Work request: If a line in the entries below contains "each", copy it.

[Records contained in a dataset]
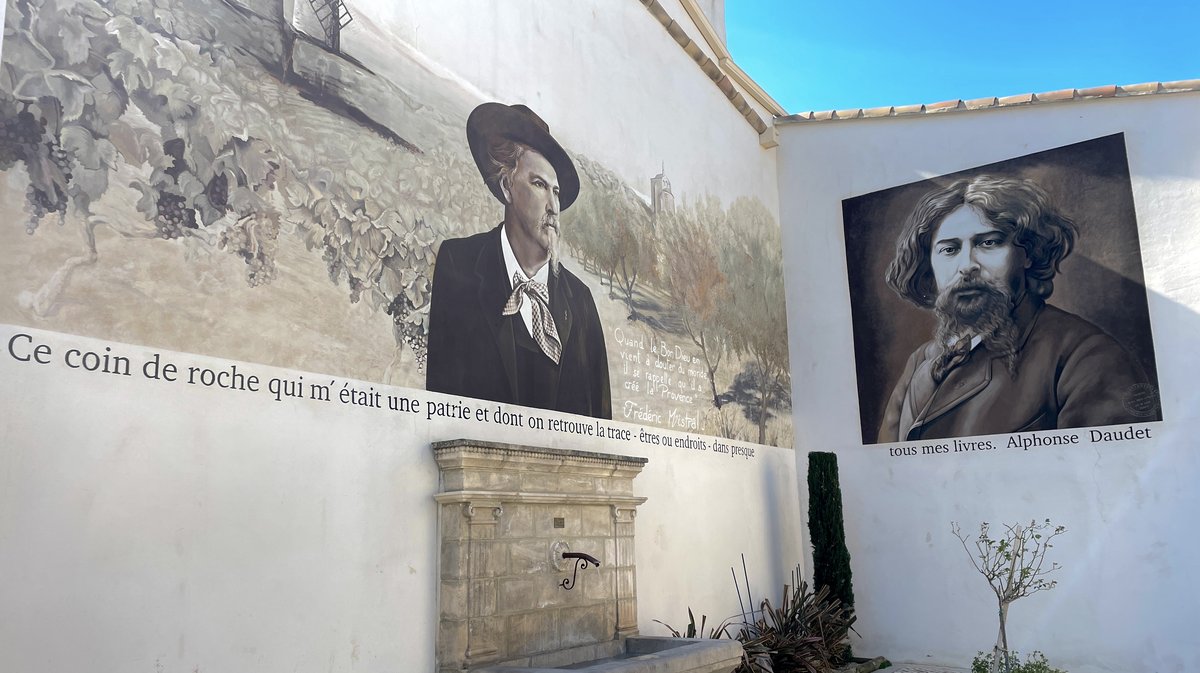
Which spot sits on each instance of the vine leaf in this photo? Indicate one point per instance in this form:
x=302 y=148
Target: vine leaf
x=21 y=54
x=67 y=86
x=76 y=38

--

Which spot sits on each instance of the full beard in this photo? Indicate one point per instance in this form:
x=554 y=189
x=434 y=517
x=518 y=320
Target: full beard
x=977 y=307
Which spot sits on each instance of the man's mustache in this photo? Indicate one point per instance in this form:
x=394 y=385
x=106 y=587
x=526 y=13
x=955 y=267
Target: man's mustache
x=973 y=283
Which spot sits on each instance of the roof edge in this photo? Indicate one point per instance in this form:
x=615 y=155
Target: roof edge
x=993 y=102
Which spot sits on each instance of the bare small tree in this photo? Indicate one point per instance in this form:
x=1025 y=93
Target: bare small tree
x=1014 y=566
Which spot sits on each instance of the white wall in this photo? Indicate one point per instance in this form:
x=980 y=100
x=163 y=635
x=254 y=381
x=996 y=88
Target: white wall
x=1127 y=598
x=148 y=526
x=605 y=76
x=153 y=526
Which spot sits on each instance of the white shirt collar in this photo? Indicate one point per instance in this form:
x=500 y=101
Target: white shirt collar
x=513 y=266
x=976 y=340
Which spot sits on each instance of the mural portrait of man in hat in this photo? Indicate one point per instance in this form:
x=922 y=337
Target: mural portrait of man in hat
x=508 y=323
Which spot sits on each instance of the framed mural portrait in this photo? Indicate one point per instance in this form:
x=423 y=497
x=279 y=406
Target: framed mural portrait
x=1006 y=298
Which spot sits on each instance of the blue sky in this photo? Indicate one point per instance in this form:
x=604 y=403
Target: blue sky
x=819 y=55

...

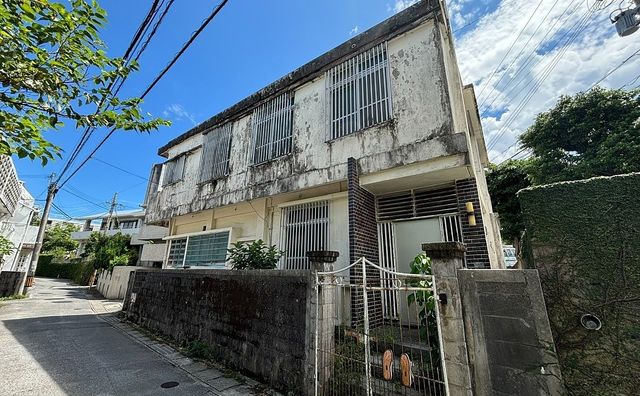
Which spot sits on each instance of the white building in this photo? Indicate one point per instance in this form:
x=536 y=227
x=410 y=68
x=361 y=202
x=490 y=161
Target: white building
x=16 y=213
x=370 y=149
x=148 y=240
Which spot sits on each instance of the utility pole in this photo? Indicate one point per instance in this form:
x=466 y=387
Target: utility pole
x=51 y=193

Solution for this problem:
Which spot sits on each instance of the vine leaf in this photo? Indicate one point per instance in this form:
Which spot sits on each instance of the full beard in this photo? Indicate one point per instance in this form:
Which spot sits on each instance of the man's mustache in this photo? Indicate one point per instance in this form:
Which spot sits on each instance of the roof edge in this photo? Indicate one point per instance in this form:
Which spot sits on each instance of the bare small tree in this photo? Indicate one point per instance in this form:
Which spot sits on each instance of the white wall in this photo? Indicate one point per instance in this form:
Which spot sits on each instance of the white shirt collar in this photo? Indicate one point per instance in this form:
Which spot sits on each instance of the mural portrait of man in hat in this photo? Indicate one point per instance in this form:
Which spot sits on each instance of the framed mural portrait in this photo? Indicate one point per instance in this form:
Which spot sits on each instance of the blue sky in this photo? Indicate one point per instance in this form:
Which spot sits on each instance of the white building in this photo? Indicate one point per instance in this form:
Which spot sits on each instance of the utility pole in this photo? Indicate one point per instance in this form:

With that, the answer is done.